Stated exercise: Copy the text of every item below word for word, and leave the pictures out.

Information given:
————

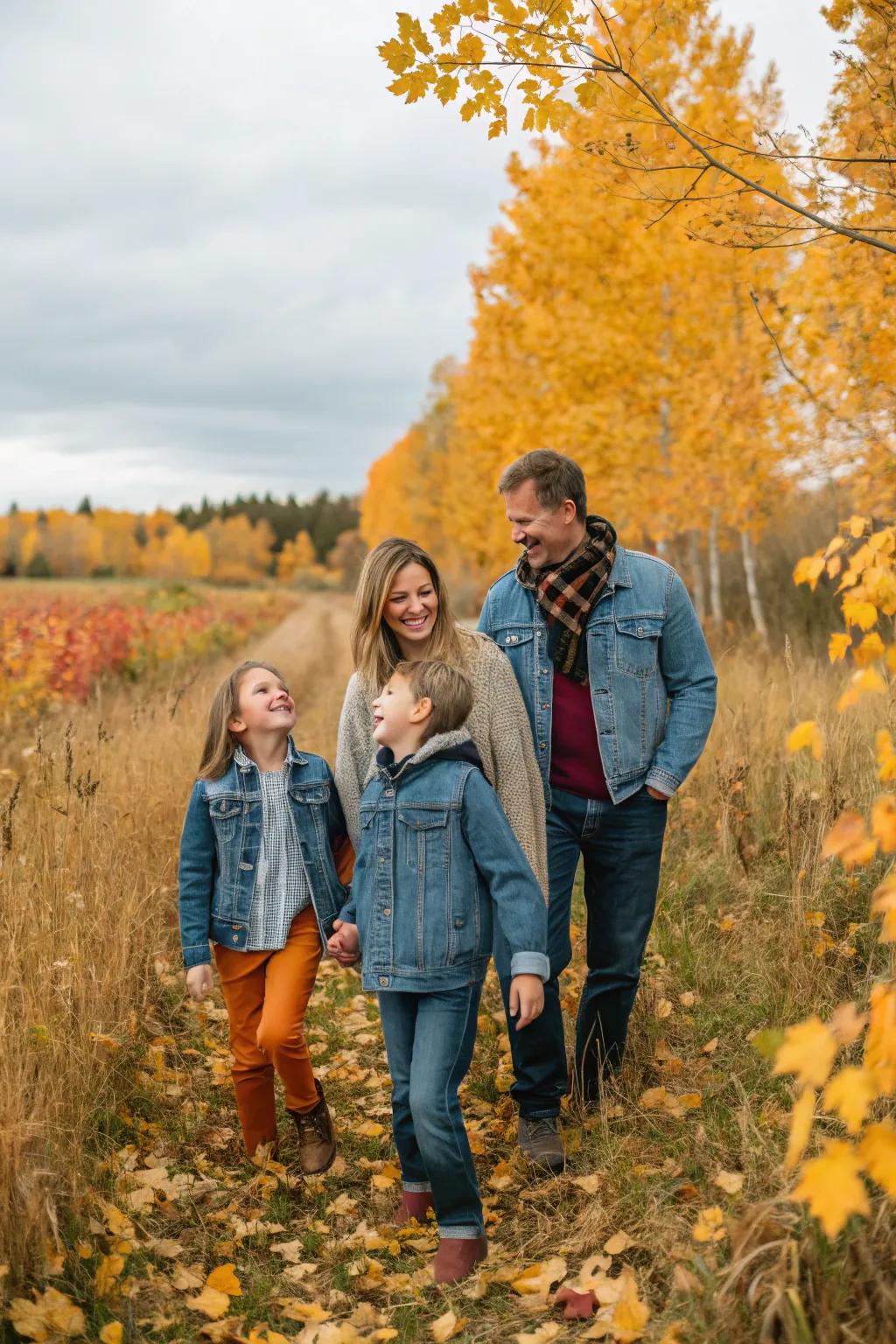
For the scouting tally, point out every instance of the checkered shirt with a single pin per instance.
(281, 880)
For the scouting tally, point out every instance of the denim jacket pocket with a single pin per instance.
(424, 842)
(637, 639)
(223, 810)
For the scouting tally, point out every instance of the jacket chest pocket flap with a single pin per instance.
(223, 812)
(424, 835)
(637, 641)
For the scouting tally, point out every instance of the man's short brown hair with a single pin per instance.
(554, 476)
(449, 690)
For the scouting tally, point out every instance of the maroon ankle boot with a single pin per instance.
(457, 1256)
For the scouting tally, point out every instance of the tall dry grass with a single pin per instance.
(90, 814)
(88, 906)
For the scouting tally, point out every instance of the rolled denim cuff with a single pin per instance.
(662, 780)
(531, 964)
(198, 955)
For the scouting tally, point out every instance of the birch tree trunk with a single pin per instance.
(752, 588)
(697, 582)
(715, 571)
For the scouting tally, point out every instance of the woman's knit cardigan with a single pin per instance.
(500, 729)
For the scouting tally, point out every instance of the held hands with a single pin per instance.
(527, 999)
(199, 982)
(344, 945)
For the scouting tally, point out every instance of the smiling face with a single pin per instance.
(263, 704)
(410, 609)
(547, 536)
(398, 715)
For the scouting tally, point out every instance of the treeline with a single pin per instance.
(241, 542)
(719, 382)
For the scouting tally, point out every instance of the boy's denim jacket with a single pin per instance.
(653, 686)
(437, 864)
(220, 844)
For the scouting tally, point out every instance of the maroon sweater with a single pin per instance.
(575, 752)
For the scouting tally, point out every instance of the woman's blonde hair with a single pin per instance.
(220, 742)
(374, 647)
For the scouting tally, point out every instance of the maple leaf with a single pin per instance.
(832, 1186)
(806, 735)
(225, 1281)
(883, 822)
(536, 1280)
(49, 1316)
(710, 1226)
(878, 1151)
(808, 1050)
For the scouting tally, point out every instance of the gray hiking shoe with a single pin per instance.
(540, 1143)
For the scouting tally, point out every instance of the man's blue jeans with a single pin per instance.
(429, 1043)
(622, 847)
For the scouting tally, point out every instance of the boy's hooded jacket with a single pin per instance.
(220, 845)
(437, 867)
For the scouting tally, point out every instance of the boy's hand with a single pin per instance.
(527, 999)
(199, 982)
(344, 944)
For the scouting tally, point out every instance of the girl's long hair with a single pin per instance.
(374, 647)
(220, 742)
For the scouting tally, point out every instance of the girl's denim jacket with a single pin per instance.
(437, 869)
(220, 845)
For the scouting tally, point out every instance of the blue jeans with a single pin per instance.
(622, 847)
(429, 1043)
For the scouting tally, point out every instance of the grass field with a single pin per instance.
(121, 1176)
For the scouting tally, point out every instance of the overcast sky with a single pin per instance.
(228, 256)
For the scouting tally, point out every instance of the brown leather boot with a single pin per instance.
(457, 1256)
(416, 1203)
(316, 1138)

————

Solution for this exercise:
For the scouting tally, point out every instance of the checkered shirt with a single pin per instance.
(281, 880)
For the scouting tally, point out every instance of the denim jacket pocket with a single pin per instance.
(424, 842)
(637, 639)
(223, 810)
For the scouting tally, point out every instance of the jacket chest pocket flap with a single pin per instance.
(223, 812)
(424, 835)
(637, 641)
For the scouting tally, point out every instance of the man's short brown hair with a single pin per instance.
(554, 476)
(449, 690)
For the scouting tally, point out every instance of the maroon ankle boot with a single pin per instance.
(457, 1256)
For the scouting tally, point out every instance of the tall dry grass with a single pin per instance.
(90, 814)
(88, 906)
For the scouting tally, point out every instance of the rolled denim cuff with a single pin per instance.
(662, 780)
(531, 964)
(198, 955)
For the scouting tally, point out every instance of the birch tree trunk with a single pin per instance.
(752, 588)
(697, 582)
(715, 571)
For the scouting tally, point out every instance of the woman's knit cardigan with a single pin per instance.
(500, 729)
For the scouting tally, point out every instance of the held hands with a single pin per instance.
(527, 999)
(199, 982)
(344, 945)
For the scouting tally, point out every instance of the smiling face with a single pin per instance.
(263, 704)
(410, 609)
(547, 536)
(398, 715)
For the scouting tally, point out every instance of the treeline with a single pin per instance.
(241, 542)
(719, 382)
For the scouting tally, point out every instance of the boy's denim jacket with a single pin per instance.
(653, 686)
(437, 864)
(220, 844)
For the scouting tally, point out every instance of the maroon sweater with a single pin per instance.
(575, 752)
For the scouting tally, point out every instance of the woman's blonde hair with a single pin per instance.
(220, 742)
(374, 647)
For the scouting tally, point out every instance of the maple leaf with a single pin per instance.
(832, 1186)
(806, 735)
(225, 1281)
(883, 822)
(536, 1280)
(49, 1316)
(710, 1226)
(878, 1151)
(808, 1050)
For the scouting tally, point out every instance of the gray hiking shoe with a single pin per instance.
(540, 1143)
For the scouting tally, point out every instance of the man's blue jeans with a single pin per instance.
(429, 1043)
(622, 847)
For the scouting tally, point out every instance of the boy's hooded jacket with a single pin per instance.
(220, 845)
(437, 867)
For the scouting tally, point out every instance of the boy's hand with a single pin per instance.
(527, 999)
(199, 982)
(344, 944)
For the scouting tally, point out every instance of the girl's long hair with a single pin per instance.
(374, 647)
(220, 742)
For the scouting tally, point out every instance of the girl's denim jacket with a single pin per instance.
(437, 869)
(220, 845)
For the scouting tally, point out every instance of the blue jeans with a single pin per instance.
(622, 847)
(429, 1043)
For the scouting tally, point out every instance of the grass field with a single pin per instance.
(121, 1176)
For the scouting tally, point out every instance of the overcast sky with a single pin per instance.
(228, 256)
For the scouting tally, point out every instance of the brown leather boot with a single pin per instance.
(457, 1256)
(416, 1203)
(316, 1138)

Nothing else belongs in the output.